Artikel 10. Openbare kennisgeving

Commissievergaderingen worden ter openbare kennis gebracht door aankondiging in het huis-aan-huisblad Het Carillon en publicatie op de website van de gemeente en van de raad.

Paragraaf 2. Ter vergadering

Artikel 11. Presentielijst

  • 1. De commissiegriffier draagt zorg voor het bijhouden van presentielijsten van vergaderingen.

  • 2. Bij binnenkomst in de vergaderzaal tekenen commissieleden de presentielijst. Aan het einde van elke vergadering wordt die lijst door de commissievoorzitter en de commissiegriffier door ondertekening vastgesteld.

Artikel 12. Opening vergadering en quorum

  • 1. Een vergadering wordt niet geopend voordat blijkens de presentielijst meer dan de helft van het aantal zitting hebbende commissieleden tegenwoordig is.

  • 2. Als ingevolge het eerste lid de vergadering niet kan worden geopend, belegt de commissievoorzitter opnieuw een vergadering tegen een tijdstip dat ten minste vierentwintig uur na het bezorgen van de oproeping is gelegen.

  • 3. Op een vergadering als bedoeld in het tweede lid is het eerste lid niet van toepassing. Een raadscommissie kan echter over andere aangelegenheden dan die waarvoor de ingevolge het eerste lid niet geopende vergadering was belegd alleen beraadslagen of besluiten, als blijkens de presentielijst meer dan de helft van het aantal zitting hebbende commissieleden tegenwoordig is.

## OPDRACHT:
Hoeveel tijd moet er volgens de tekst over commissievergaderingen minstens liggen tussen het bezorgen van de oproeping en een opnieuw belegde vergadering?

## GEGEVENSREGELS:

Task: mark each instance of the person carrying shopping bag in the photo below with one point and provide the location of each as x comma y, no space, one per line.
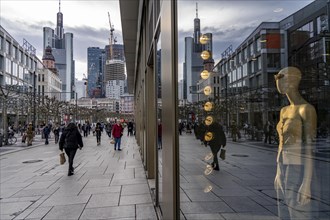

## ANTWOORD:
Ten minste vierentwintig uur.